_Task brief_: Reproduce, word for word, everything from the line containing "dark wood splinter." down to the last line of the material below.

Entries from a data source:
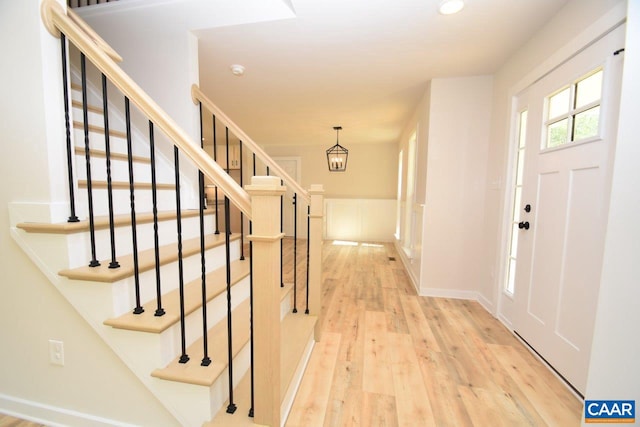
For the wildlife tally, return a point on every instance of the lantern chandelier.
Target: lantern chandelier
(337, 155)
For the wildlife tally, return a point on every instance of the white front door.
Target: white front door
(570, 137)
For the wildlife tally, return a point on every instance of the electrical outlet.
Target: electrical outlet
(56, 352)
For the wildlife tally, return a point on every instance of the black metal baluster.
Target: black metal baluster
(156, 241)
(206, 361)
(281, 240)
(251, 302)
(251, 306)
(232, 407)
(134, 232)
(241, 213)
(226, 131)
(85, 117)
(306, 311)
(295, 252)
(227, 222)
(215, 159)
(72, 200)
(184, 358)
(107, 148)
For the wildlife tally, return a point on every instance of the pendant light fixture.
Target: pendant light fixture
(337, 155)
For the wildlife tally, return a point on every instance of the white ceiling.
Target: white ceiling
(361, 64)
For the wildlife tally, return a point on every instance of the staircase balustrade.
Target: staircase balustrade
(264, 313)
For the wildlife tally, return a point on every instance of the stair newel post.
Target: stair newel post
(215, 159)
(281, 241)
(314, 293)
(206, 361)
(87, 154)
(265, 236)
(107, 148)
(156, 240)
(251, 332)
(231, 408)
(241, 214)
(184, 358)
(227, 169)
(134, 231)
(65, 85)
(295, 252)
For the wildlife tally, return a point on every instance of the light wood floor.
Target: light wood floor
(390, 358)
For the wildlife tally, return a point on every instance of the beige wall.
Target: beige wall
(93, 380)
(575, 25)
(371, 169)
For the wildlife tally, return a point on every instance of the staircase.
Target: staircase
(149, 268)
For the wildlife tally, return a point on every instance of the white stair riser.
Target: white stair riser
(124, 290)
(80, 243)
(216, 311)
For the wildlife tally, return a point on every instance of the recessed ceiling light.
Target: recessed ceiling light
(237, 70)
(449, 7)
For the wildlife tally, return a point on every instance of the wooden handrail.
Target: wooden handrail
(56, 19)
(198, 96)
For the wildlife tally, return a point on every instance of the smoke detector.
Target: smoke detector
(237, 70)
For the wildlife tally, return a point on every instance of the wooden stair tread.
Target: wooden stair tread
(102, 222)
(146, 260)
(114, 156)
(148, 322)
(192, 372)
(98, 129)
(120, 185)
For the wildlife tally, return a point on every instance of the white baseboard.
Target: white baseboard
(51, 415)
(287, 401)
(448, 293)
(488, 305)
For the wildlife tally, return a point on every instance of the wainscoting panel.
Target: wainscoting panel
(362, 220)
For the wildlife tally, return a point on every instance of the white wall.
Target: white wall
(572, 28)
(418, 123)
(614, 370)
(93, 380)
(460, 113)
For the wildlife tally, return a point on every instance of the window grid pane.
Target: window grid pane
(589, 89)
(585, 124)
(558, 133)
(559, 103)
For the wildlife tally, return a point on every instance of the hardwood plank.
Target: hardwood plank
(488, 408)
(446, 402)
(378, 410)
(451, 378)
(376, 370)
(419, 329)
(412, 399)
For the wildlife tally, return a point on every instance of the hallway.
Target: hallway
(388, 357)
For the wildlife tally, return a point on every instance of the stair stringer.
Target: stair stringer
(191, 405)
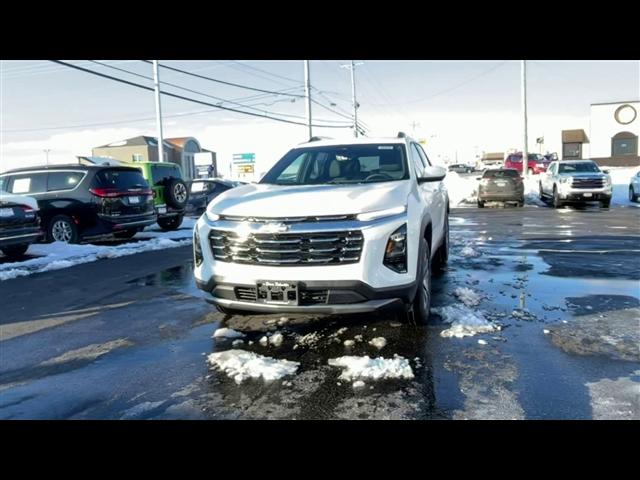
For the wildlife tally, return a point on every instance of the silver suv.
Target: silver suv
(575, 181)
(334, 227)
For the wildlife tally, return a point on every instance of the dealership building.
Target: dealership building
(612, 137)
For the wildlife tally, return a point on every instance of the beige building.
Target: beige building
(179, 150)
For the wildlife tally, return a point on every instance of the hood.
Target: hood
(310, 200)
(21, 199)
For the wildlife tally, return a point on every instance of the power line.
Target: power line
(246, 87)
(222, 100)
(181, 97)
(482, 74)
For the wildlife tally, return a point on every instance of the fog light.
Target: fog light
(395, 254)
(197, 248)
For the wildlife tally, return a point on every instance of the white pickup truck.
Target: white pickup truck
(334, 227)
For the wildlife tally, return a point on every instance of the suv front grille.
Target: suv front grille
(587, 183)
(327, 248)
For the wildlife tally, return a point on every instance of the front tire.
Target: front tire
(170, 223)
(63, 229)
(442, 255)
(422, 302)
(15, 251)
(556, 198)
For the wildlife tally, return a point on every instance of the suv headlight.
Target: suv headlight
(197, 248)
(395, 253)
(364, 217)
(212, 217)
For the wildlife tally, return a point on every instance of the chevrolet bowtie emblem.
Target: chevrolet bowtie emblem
(274, 228)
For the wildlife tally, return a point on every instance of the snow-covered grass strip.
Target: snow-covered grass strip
(362, 368)
(241, 365)
(57, 255)
(227, 333)
(464, 321)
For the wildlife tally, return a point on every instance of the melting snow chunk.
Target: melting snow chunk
(464, 321)
(242, 365)
(227, 333)
(469, 297)
(469, 252)
(378, 342)
(358, 368)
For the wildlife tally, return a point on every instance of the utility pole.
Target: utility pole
(352, 67)
(307, 94)
(156, 84)
(525, 153)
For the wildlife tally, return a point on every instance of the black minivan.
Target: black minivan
(78, 202)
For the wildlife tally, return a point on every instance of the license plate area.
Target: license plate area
(278, 293)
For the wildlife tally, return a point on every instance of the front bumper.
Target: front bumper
(363, 286)
(330, 297)
(585, 195)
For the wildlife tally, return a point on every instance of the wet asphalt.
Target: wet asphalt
(128, 337)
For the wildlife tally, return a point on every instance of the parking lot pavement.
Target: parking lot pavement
(556, 293)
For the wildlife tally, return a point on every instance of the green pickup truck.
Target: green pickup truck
(170, 191)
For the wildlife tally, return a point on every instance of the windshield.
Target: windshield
(578, 167)
(340, 164)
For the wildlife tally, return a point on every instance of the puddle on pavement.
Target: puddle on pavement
(180, 278)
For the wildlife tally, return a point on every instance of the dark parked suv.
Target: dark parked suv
(79, 201)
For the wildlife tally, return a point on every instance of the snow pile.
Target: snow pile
(469, 297)
(242, 365)
(461, 189)
(57, 255)
(359, 368)
(620, 179)
(464, 321)
(469, 252)
(378, 342)
(227, 333)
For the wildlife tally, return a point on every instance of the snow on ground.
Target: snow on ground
(378, 342)
(469, 252)
(242, 365)
(464, 321)
(468, 296)
(57, 255)
(362, 368)
(227, 333)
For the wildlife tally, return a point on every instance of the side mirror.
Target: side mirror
(432, 174)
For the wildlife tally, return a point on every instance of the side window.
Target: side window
(423, 155)
(63, 180)
(28, 183)
(417, 161)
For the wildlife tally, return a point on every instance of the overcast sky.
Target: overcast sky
(460, 107)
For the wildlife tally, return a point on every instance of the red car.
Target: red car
(536, 164)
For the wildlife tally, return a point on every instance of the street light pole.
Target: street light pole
(307, 94)
(352, 67)
(156, 84)
(525, 153)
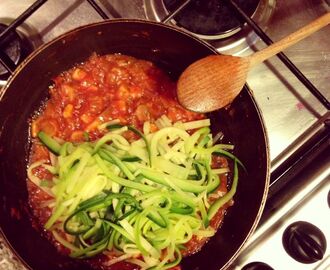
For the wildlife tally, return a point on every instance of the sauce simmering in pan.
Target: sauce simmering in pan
(107, 89)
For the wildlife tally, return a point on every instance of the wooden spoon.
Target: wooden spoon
(213, 82)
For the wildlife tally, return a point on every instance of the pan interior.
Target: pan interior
(172, 51)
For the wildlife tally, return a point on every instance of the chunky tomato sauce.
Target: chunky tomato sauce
(106, 88)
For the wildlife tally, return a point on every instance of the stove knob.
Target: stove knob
(304, 242)
(257, 266)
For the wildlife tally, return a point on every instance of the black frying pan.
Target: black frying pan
(170, 49)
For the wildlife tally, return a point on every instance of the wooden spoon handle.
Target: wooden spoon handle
(290, 40)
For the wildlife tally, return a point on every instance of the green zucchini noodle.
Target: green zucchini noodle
(142, 200)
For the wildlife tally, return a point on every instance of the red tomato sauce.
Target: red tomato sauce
(102, 89)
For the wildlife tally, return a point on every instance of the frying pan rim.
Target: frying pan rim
(191, 36)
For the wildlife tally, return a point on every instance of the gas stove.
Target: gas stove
(297, 121)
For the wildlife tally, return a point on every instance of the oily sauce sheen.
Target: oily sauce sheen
(102, 89)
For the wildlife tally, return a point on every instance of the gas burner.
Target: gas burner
(227, 36)
(17, 45)
(211, 19)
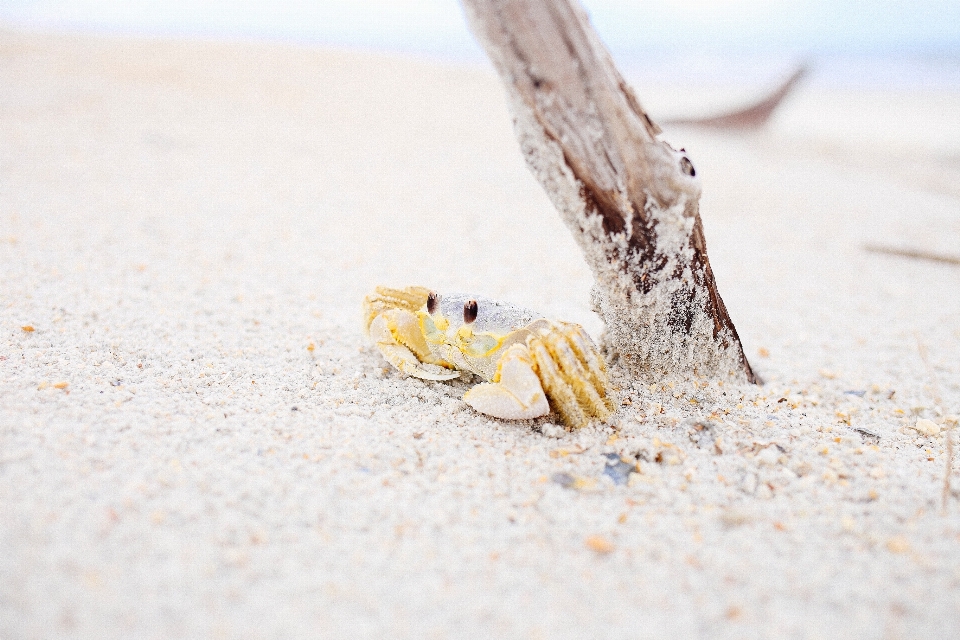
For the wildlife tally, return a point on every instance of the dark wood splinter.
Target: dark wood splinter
(630, 200)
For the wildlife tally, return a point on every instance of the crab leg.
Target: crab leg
(515, 393)
(397, 335)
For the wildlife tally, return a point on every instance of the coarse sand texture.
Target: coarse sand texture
(196, 439)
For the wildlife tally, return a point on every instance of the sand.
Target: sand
(196, 440)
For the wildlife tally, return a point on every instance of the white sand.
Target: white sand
(180, 221)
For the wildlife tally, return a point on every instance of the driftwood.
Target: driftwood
(753, 116)
(630, 200)
(916, 254)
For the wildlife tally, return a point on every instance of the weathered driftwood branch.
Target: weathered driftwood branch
(630, 200)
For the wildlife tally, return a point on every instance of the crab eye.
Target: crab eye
(470, 310)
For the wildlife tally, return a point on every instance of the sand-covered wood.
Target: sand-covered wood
(629, 198)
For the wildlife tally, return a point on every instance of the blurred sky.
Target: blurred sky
(764, 30)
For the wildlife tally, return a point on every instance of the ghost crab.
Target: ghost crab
(529, 364)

_Task solution_:
For the wildlife tally, return a point on every instance of the dark wood splinter.
Target: dark wood splinter
(630, 200)
For the wildlife tally, return a point on every instance of the crab leg.
Target: crab leg
(515, 393)
(397, 335)
For the wildlife tally, return a point on every instance of the coarse sand texture.
Target: coarse sand texture
(196, 439)
For the wildlife tally, return a point on every instance of the sand.
Target: sand
(196, 440)
For the wildlife tally, return a point on every instance of the white sand.
Target: white sand
(180, 221)
For the wildlife tally, return a point on every instance of the driftwood.
Target: driftwood
(753, 116)
(630, 200)
(916, 254)
For the wildlife tally, return a point on every instance of the weathered driftwood branch.
Target: weathered driftwood branch
(630, 200)
For the wildlife tally, return a point on every instance of the crab eye.
Target: crab eye
(470, 310)
For the wildlife tally, return a point on every instance of the sand-covered wood.
Target: sand-covered wood
(629, 198)
For the wildlife tally, return a point on every instance of the blurred sky.
Target: blurred sky
(764, 30)
For the wildlife tally, return a point on every instance of the ghost crab.
Target: ghost crab
(529, 364)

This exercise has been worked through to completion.